Rewrite each line of the listing, replacing every "jersey" with "shirt" and leaving everything else unchanged.

╔══

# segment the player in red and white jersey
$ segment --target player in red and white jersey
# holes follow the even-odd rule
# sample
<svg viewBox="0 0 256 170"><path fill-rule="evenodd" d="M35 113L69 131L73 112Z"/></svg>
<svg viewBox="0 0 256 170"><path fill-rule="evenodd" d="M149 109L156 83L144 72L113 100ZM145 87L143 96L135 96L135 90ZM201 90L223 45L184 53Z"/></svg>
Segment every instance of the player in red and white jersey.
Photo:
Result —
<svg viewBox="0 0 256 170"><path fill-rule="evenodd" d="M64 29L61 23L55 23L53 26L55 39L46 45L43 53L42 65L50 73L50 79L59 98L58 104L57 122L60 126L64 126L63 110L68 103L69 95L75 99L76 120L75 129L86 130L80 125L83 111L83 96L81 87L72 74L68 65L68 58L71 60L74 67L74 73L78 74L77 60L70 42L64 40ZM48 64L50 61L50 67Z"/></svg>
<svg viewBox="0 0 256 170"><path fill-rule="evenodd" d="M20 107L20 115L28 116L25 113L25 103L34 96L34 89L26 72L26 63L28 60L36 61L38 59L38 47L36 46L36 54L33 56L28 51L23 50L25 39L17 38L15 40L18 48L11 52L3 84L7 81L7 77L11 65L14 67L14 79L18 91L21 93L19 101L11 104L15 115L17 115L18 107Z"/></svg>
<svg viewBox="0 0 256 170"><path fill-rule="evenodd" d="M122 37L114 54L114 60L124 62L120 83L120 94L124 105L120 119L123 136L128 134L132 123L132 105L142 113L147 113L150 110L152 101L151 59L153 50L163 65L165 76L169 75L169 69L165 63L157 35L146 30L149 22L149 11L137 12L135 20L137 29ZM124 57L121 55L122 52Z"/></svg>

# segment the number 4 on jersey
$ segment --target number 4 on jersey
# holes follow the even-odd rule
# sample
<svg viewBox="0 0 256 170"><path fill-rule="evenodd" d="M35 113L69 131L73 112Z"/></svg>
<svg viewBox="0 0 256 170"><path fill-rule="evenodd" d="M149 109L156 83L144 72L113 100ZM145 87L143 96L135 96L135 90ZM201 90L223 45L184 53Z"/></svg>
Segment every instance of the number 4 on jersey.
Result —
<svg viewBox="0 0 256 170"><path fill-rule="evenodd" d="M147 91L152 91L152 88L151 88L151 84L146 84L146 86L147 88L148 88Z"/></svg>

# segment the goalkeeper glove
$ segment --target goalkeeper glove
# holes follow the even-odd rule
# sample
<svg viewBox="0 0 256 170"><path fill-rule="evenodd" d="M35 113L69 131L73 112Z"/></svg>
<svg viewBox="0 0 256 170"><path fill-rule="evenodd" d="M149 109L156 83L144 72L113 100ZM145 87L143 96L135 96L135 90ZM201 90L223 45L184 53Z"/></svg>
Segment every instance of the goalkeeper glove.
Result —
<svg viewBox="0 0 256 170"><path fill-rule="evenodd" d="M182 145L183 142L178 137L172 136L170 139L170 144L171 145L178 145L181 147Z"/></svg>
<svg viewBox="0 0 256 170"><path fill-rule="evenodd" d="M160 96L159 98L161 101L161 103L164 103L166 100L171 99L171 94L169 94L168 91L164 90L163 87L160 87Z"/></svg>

╚══

• _Response to the exercise_:
# segment the player in red and white shirt
$ segment --target player in red and white shirt
# holes follow the even-odd rule
# sample
<svg viewBox="0 0 256 170"><path fill-rule="evenodd" d="M35 113L69 131L73 112Z"/></svg>
<svg viewBox="0 0 256 170"><path fill-rule="evenodd" d="M149 109L156 83L144 72L113 100ZM145 87L143 96L135 96L135 90ZM201 90L223 45L184 53Z"/></svg>
Segment every instance of the player in red and white shirt.
Photo:
Result —
<svg viewBox="0 0 256 170"><path fill-rule="evenodd" d="M64 29L61 23L55 23L53 26L55 39L46 45L43 53L42 65L50 73L50 79L59 98L58 104L57 122L60 126L64 126L63 110L68 103L69 95L75 99L76 120L75 129L86 130L80 125L83 111L83 96L81 87L72 74L68 65L68 58L71 60L74 67L74 73L78 74L77 60L70 42L64 40ZM48 64L50 61L50 67Z"/></svg>
<svg viewBox="0 0 256 170"><path fill-rule="evenodd" d="M20 107L20 115L28 116L25 113L25 103L34 96L34 89L26 72L26 63L28 60L36 61L38 59L38 47L36 46L36 54L33 56L28 51L23 50L25 39L17 38L15 40L18 48L11 52L3 84L7 81L7 77L11 65L14 67L14 79L18 91L21 93L19 101L11 104L15 115L17 115L18 107Z"/></svg>
<svg viewBox="0 0 256 170"><path fill-rule="evenodd" d="M122 37L114 54L114 60L124 62L120 83L120 94L124 105L120 119L123 136L128 134L132 123L132 105L142 113L147 113L150 110L152 101L151 59L153 50L163 65L165 76L169 75L169 69L165 63L157 35L146 30L149 22L149 11L137 12L135 20L137 29ZM124 57L121 55L122 52Z"/></svg>

# segment the number 4 on shirt
$ segment --target number 4 on shirt
# holes follow the even-odd rule
# sample
<svg viewBox="0 0 256 170"><path fill-rule="evenodd" d="M35 113L69 131L73 112Z"/></svg>
<svg viewBox="0 0 256 170"><path fill-rule="evenodd" d="M149 109L156 83L144 72L113 100ZM145 87L143 96L135 96L135 90ZM201 90L223 45L184 53Z"/></svg>
Segment every instance of the number 4 on shirt.
Result —
<svg viewBox="0 0 256 170"><path fill-rule="evenodd" d="M147 91L152 91L152 88L151 88L151 84L146 84L146 86L147 88L148 88Z"/></svg>

# segment the goalkeeper glove
$ segment --target goalkeeper glove
# holes follow the even-odd rule
# sample
<svg viewBox="0 0 256 170"><path fill-rule="evenodd" d="M35 113L69 131L73 112Z"/></svg>
<svg viewBox="0 0 256 170"><path fill-rule="evenodd" d="M149 109L156 83L144 72L113 100ZM145 87L143 96L135 96L135 90ZM201 90L223 45L184 53Z"/></svg>
Segment every instance of the goalkeeper glove.
Result —
<svg viewBox="0 0 256 170"><path fill-rule="evenodd" d="M182 145L183 142L178 137L172 136L170 139L170 144L171 145L178 145L181 147Z"/></svg>
<svg viewBox="0 0 256 170"><path fill-rule="evenodd" d="M160 96L159 98L161 101L161 103L164 103L166 100L171 99L171 94L169 94L168 91L164 90L163 87L160 87Z"/></svg>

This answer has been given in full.